TASK DETAILS:
Extract every line in the data below that contains the word "apartment", and copy each such line in full.

# start of RECORD EXCERPTS

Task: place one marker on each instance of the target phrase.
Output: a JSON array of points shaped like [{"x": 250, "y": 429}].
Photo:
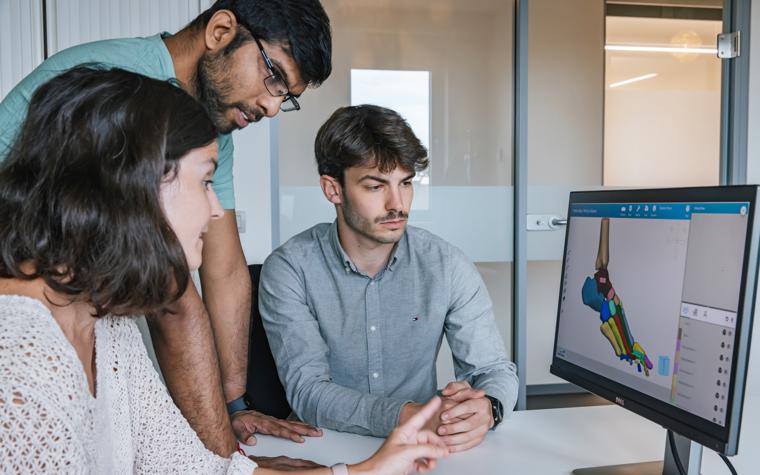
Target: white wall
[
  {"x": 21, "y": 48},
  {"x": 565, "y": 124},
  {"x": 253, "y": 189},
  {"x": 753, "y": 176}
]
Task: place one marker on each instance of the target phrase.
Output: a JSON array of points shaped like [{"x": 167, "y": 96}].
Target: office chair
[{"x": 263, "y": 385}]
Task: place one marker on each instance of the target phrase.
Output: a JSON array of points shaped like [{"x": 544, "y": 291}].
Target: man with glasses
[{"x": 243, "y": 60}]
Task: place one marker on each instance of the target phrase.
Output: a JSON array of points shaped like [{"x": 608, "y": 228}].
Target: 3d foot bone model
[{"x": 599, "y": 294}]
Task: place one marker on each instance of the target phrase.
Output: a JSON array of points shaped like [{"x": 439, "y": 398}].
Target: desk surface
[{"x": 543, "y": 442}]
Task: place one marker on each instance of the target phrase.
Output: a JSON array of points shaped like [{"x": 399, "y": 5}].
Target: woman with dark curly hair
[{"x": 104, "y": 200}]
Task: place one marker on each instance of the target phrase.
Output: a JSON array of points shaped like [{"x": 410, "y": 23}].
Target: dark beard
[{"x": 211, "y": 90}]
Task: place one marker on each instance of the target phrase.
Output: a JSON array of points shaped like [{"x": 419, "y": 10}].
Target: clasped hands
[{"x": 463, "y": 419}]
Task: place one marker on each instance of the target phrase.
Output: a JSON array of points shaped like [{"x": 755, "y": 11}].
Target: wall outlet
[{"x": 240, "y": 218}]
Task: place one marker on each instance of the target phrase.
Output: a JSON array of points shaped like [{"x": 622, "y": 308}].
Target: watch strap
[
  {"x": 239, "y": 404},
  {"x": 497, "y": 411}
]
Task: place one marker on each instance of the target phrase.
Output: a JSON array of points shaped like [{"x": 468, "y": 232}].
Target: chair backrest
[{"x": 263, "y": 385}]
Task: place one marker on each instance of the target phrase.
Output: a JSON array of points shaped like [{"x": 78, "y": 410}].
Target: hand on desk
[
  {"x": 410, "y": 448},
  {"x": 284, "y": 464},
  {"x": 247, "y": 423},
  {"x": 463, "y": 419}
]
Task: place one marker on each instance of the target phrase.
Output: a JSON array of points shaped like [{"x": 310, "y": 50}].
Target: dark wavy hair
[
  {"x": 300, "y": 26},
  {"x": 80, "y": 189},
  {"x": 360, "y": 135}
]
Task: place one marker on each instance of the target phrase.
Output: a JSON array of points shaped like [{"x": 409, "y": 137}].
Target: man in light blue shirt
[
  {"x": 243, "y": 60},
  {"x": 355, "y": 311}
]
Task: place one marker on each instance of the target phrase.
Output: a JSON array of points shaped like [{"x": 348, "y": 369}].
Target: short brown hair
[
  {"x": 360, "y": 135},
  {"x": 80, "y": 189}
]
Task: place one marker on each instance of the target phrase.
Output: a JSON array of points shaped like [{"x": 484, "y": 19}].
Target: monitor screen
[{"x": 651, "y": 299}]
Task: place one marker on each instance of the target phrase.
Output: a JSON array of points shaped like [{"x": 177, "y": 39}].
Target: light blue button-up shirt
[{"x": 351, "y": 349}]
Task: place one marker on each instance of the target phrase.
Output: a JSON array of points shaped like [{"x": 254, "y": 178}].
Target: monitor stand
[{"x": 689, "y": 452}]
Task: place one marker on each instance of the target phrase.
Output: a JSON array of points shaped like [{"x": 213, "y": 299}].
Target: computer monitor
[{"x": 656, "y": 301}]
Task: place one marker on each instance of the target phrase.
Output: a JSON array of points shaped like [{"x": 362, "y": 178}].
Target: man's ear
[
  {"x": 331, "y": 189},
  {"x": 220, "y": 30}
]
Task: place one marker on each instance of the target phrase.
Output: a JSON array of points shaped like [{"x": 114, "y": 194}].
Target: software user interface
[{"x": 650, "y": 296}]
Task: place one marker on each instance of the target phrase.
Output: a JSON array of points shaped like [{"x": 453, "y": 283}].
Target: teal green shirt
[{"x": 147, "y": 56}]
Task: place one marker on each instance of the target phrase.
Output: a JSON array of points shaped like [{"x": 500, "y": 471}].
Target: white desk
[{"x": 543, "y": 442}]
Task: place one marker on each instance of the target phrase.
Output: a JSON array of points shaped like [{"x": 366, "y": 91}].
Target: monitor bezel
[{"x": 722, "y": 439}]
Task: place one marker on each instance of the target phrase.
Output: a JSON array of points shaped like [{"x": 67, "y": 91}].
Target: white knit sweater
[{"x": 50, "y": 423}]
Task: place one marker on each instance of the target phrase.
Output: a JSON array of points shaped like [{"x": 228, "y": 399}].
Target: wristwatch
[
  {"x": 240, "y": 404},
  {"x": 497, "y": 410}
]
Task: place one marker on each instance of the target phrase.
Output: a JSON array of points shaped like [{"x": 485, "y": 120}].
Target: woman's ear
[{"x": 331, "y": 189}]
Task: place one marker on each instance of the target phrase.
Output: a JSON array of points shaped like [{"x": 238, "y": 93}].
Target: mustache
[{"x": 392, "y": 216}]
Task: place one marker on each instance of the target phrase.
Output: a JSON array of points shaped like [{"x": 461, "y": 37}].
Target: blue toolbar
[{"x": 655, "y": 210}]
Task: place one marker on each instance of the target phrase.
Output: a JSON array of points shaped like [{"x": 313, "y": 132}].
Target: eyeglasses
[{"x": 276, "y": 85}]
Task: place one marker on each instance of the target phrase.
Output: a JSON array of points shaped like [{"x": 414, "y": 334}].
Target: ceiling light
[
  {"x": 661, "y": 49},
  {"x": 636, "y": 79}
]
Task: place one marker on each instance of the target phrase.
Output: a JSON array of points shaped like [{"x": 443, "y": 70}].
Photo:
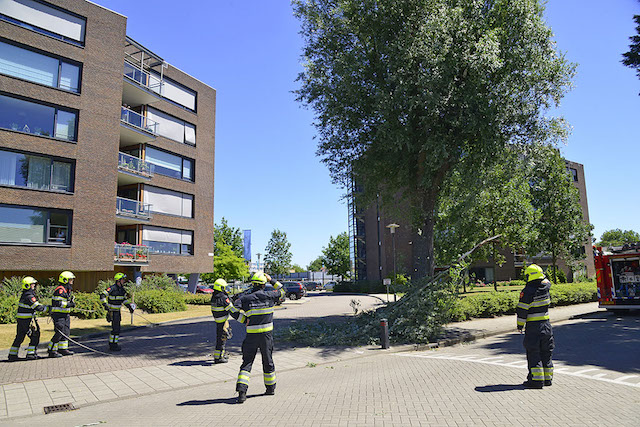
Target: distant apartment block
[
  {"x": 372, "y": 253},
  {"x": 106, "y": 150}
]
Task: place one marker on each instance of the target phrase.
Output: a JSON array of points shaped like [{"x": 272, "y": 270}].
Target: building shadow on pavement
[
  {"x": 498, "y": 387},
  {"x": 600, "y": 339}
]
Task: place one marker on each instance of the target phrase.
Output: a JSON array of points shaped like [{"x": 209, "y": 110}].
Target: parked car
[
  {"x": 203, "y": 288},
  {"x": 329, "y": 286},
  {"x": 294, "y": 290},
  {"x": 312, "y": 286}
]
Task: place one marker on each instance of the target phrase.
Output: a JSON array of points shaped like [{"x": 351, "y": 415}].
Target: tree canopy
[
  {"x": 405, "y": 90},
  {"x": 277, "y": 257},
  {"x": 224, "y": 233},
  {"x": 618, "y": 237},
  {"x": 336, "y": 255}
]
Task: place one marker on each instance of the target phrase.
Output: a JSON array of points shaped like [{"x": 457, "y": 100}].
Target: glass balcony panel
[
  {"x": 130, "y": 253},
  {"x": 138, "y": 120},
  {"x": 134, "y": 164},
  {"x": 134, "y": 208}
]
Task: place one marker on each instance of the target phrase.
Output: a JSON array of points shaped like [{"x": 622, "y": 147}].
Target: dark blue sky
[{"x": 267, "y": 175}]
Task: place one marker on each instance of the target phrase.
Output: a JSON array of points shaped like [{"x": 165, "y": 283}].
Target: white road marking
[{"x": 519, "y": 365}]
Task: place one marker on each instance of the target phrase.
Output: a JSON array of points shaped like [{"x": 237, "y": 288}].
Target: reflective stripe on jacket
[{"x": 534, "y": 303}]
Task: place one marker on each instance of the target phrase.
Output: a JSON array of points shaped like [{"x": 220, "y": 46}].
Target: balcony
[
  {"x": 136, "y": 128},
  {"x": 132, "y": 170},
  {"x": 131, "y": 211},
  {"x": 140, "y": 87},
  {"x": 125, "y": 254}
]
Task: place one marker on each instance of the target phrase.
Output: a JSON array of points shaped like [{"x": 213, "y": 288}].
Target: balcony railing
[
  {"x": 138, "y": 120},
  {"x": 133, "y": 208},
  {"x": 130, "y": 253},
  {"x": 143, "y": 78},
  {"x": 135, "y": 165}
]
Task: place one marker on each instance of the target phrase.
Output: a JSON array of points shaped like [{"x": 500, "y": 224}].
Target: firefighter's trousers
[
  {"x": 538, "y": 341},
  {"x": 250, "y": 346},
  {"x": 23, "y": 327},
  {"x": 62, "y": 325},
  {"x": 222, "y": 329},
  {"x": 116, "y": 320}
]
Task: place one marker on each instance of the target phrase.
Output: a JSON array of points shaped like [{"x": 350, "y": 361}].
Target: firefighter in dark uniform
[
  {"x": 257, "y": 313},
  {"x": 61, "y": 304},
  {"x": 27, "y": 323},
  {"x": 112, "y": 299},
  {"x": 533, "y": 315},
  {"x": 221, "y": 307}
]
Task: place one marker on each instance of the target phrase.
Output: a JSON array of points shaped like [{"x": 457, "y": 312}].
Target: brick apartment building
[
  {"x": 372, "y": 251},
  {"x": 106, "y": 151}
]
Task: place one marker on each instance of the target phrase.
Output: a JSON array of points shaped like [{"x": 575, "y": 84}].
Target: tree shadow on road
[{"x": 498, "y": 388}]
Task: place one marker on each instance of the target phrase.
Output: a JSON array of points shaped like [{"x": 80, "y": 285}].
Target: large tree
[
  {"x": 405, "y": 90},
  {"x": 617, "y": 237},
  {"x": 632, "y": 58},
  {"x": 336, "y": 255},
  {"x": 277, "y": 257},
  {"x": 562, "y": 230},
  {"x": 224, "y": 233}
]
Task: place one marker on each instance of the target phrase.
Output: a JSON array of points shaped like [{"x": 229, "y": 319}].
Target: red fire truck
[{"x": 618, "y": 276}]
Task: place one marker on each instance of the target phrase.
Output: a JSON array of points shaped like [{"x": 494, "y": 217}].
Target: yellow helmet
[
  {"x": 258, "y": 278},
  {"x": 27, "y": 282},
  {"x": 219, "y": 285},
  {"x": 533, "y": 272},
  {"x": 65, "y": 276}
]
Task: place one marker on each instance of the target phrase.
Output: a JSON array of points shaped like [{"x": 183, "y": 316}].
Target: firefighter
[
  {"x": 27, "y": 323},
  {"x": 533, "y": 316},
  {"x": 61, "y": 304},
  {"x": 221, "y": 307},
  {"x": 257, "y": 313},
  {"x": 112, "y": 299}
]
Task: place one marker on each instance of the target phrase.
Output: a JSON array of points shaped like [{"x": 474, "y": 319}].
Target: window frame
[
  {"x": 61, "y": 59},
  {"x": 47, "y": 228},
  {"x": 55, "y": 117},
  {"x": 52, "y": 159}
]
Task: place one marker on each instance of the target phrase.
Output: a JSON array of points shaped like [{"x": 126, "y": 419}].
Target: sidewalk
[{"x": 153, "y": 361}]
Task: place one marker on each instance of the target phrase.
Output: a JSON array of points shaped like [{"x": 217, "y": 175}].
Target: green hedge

# end of RECORD EXCERPTS

OUTPUT FOR THIS TASK:
Target: distant apartment block
Target: brick apartment building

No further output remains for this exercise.